Update the stretch of the green dust algae thread from "## Guest (May" through "vacuum them up.", replacing each instance of "filter" with "pump".
== EXCERPT TO READ
# [Wet Thumb Forum]-Algae (green dust) on Glass Walls



## fc (Mar 19, 2004)

Dear forumers,

I had been fighting with the glass walls' algae in the form of green dust for years without success. I need to clean the glass at least once a week to keep it clean. Strangely, I hardly have spot algae.

I hope someone can help me out.

The only nutrient that I can confirmed contributing to it is PO4. However, controlling PO4 alone does not eliminate it though lower PO4 does helps to keep the growth in check. My tank parameters:

100 gallon tank
NO3 5~10ppm
PO4 0.5ppm
CO2 20ppm
GH 6
KH 3
Fe 0.2ppm


----------



## fc (Mar 19, 2004)

Dear forumers,

I had been fighting with the glass walls' algae in the form of green dust for years without success. I need to clean the glass at least once a week to keep it clean. Strangely, I hardly have spot algae.

I hope someone can help me out.

The only nutrient that I can confirmed contributing to it is PO4. However, controlling PO4 alone does not eliminate it though lower PO4 does helps to keep the growth in check. My tank parameters:

100 gallon tank
NO3 5~10ppm
PO4 0.5ppm
CO2 20ppm
GH 6
KH 3
Fe 0.2ppm


----------



## imported_Ghazanfar Ghori (Jan 31, 2003)

One thing I've noticed with green dust. It's
related to PO4 - either directly, but more
likely indirectly. I noticed that when I
was dosing massive amounts of PO4 - there
was a significant reduction after an initial
bloom. Once I stopped dosing PO4 - it returned.

-
Ghazanfar Ghori


----------



## Guest (May 1, 2003)

F-
Try scrubbing it all off, then immediately do a large 50+% water change, add nutrients back. 

Turn off the filter, let the algae settle then lightly vacuum them up.

If you do a good job, it will not come back.

GD is a zoospore former. This means that when you wipe it off, they simply reattach later on(hours or minutes).

If you remove them by cleaning the glass make sure you either micro or Diatom filter/UV/large vacuum water change etc.

I think if you do this for 1 to 3 weeks you will not have it come back.
====
== SOURCE DATA
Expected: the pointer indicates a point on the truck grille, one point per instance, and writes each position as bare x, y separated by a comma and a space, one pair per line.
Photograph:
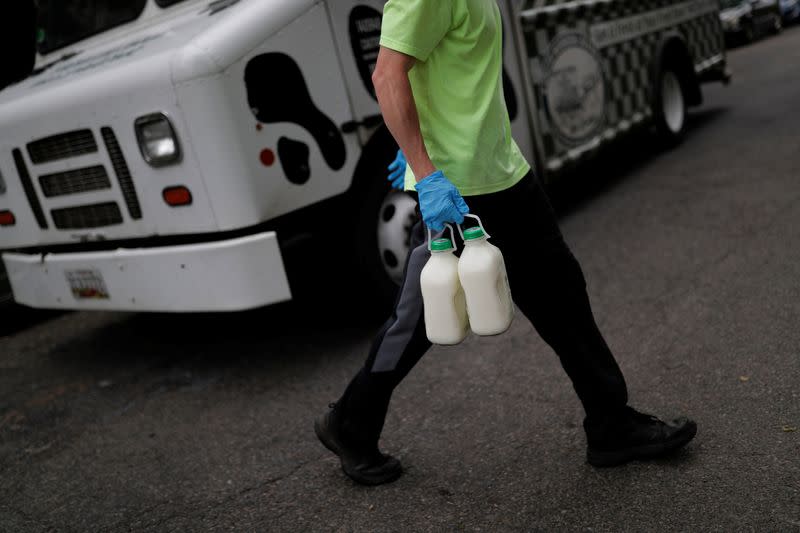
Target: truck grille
75, 181
94, 177
27, 186
87, 216
123, 174
62, 146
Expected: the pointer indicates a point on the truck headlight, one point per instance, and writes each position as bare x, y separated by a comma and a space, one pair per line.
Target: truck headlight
157, 140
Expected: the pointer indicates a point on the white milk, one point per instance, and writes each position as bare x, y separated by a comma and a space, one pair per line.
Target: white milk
446, 319
482, 272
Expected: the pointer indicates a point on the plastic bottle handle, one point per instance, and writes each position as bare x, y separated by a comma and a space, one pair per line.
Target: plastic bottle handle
476, 217
452, 235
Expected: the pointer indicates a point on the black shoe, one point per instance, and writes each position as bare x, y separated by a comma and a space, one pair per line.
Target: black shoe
363, 464
634, 435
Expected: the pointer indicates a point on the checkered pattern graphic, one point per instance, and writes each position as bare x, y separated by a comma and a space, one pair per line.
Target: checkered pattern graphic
626, 65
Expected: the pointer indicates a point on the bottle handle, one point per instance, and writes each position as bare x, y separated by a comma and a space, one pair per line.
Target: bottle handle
452, 236
476, 217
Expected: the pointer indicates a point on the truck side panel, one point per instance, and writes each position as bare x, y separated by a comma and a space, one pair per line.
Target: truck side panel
590, 65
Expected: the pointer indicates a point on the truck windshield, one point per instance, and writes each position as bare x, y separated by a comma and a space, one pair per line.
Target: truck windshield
63, 22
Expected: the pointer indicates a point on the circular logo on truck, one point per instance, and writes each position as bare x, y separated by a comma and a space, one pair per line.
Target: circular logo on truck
575, 88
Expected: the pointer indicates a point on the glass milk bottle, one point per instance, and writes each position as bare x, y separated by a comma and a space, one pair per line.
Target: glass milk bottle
482, 273
443, 298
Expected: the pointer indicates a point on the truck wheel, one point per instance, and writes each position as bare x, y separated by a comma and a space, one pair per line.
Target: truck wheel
384, 218
669, 106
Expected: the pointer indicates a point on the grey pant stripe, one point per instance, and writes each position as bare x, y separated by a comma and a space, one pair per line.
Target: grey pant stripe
409, 311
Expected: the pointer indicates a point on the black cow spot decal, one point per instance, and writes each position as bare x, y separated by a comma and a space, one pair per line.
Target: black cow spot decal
277, 92
294, 160
365, 35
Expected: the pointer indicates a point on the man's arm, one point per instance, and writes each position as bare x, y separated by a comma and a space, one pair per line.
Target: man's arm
399, 110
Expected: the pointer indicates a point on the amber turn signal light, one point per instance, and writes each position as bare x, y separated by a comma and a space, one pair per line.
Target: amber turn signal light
7, 218
177, 196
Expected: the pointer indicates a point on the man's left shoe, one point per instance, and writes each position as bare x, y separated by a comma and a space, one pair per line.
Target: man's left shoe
634, 435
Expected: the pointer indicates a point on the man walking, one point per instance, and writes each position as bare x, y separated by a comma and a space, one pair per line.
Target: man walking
439, 84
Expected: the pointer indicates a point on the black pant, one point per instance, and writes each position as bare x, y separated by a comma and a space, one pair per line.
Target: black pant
547, 285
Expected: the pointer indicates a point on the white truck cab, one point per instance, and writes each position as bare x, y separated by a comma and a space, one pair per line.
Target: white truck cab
164, 154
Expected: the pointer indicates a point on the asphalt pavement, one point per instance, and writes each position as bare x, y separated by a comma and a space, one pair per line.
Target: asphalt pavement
118, 422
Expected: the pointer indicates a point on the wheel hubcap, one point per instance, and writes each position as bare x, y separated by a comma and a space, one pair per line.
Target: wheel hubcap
395, 220
672, 102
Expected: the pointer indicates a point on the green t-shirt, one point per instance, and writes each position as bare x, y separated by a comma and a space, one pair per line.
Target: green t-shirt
458, 89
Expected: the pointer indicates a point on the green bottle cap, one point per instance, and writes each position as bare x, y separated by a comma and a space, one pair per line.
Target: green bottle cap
441, 245
473, 233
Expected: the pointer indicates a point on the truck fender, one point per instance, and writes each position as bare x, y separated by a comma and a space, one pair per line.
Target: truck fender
672, 51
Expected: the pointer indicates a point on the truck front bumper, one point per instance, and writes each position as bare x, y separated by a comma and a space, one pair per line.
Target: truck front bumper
230, 275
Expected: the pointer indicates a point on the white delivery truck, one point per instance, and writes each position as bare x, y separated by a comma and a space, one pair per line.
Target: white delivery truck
165, 154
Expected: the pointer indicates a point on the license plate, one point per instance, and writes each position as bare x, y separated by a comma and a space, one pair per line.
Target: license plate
87, 285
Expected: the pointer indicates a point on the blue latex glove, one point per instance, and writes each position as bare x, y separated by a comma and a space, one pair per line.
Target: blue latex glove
397, 171
440, 202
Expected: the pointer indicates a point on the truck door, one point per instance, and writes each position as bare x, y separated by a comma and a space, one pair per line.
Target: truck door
357, 28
====
WRITTEN REPLY ::
## Guest (May 1, 2003)

F-
Try scrubbing it all off, then immediately do a large 50+% water change, add nutrients back. 

Turn off the pump, let the algae settle then lightly vacuum them up.